JOB: Return every one of the rows below verbatim, in the same order and with no changes.
================
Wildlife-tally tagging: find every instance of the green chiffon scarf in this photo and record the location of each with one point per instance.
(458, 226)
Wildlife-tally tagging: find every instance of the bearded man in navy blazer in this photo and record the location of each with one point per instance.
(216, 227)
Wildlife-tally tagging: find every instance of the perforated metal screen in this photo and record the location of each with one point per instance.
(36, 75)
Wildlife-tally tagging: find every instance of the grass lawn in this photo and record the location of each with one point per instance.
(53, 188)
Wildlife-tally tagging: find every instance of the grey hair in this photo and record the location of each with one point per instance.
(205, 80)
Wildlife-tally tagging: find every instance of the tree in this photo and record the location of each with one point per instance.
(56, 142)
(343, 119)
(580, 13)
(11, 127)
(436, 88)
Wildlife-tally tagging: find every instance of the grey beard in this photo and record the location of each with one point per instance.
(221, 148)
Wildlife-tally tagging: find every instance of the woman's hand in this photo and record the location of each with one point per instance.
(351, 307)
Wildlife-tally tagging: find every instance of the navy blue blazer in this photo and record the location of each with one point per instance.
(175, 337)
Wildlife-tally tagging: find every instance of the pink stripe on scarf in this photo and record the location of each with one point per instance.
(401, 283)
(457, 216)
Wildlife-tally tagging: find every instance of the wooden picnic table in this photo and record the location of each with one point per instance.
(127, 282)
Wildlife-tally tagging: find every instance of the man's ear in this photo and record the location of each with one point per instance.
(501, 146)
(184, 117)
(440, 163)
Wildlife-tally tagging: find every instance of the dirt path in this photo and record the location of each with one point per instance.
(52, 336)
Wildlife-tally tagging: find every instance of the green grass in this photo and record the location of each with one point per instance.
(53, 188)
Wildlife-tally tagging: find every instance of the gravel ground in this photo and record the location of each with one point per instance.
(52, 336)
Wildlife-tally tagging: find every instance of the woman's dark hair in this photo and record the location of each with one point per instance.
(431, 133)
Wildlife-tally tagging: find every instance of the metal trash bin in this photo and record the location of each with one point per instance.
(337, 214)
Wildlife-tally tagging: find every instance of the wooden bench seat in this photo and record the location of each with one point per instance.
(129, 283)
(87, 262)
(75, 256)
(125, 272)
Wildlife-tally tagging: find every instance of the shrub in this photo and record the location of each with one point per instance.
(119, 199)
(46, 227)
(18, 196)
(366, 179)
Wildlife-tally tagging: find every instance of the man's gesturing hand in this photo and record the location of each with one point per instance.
================
SOLUTION BELOW:
Wildlife-tally tagging: find every instance of the green chiffon scarf in this photo and record the location of each with one point per instance.
(458, 226)
Wildlife-tally tagging: find every instance of the bearded man in navy blazer in this photo and record the location of each with one point per instance.
(216, 227)
Wildlife-tally tagging: find every instance of the perforated metal screen in this photo and record the location of each with one point per instance.
(36, 75)
Wildlife-tally tagging: find every instance of the grass lawn in this photo and record the location of each with one point per instance.
(53, 188)
Wildlife-tally tagging: find every instance of the grey hair in this photo and record the location of each with one point per instance.
(205, 80)
Wildlife-tally tagging: find every instance of the tree in this photo and record the location of each with one point per instance.
(56, 142)
(343, 119)
(580, 13)
(11, 127)
(436, 88)
Wildlife-tally tagging: find every instance of the grey beard in this photo and record the location of each with one point per instance.
(221, 148)
Wildlife-tally tagging: find every instance of the woman's hand in this photo and record the location of each with one point per instance.
(351, 307)
Wildlife-tally tagging: find every instance of the navy blue blazer in this photo and record the location of each with one point per instance.
(175, 337)
Wildlife-tally tagging: find every instance of the pink stripe on scarf in this photo and record the location of each with one point per instance.
(401, 283)
(457, 216)
Wildlife-tally tagging: find every instance of the wooden picnic table in this photo and record the location of each with one point per instance.
(127, 282)
Wildlife-tally tagging: find every instance of the man's ear in this photo and record the location of each with one point per instance.
(501, 146)
(184, 117)
(440, 163)
Wildlife-tally tagging: find every instance of the dirt path in this photo and record the location of each with one point per instance.
(52, 336)
Wildlife-tally tagging: find every instance of the green grass in this photo and record the location of each with one point per instance.
(53, 188)
Wildlife-tally tagging: find every instance of the gravel ground in this photo and record the location of each with one point per instance.
(52, 336)
Wildlife-tally tagging: find every instance of the woman's dark hair in this photo and record the location of each with one point per instance.
(431, 133)
Wildlife-tally tagging: find every instance of the metal trash bin in this photo and record the location of each with one point per instance.
(337, 214)
Wildlife-tally tagging: find every instance of the wooden bench seat in this photo and record the location of each with one point per instance.
(129, 283)
(87, 262)
(75, 256)
(125, 272)
Wildlife-tally tagging: find every instance of the shrub in this photo and record the location of each with one point per instance.
(119, 199)
(46, 227)
(18, 196)
(366, 179)
Wildlife-tally tagging: find every instance of the man's gesturing hand in this photo and record the location of each with one point per instance.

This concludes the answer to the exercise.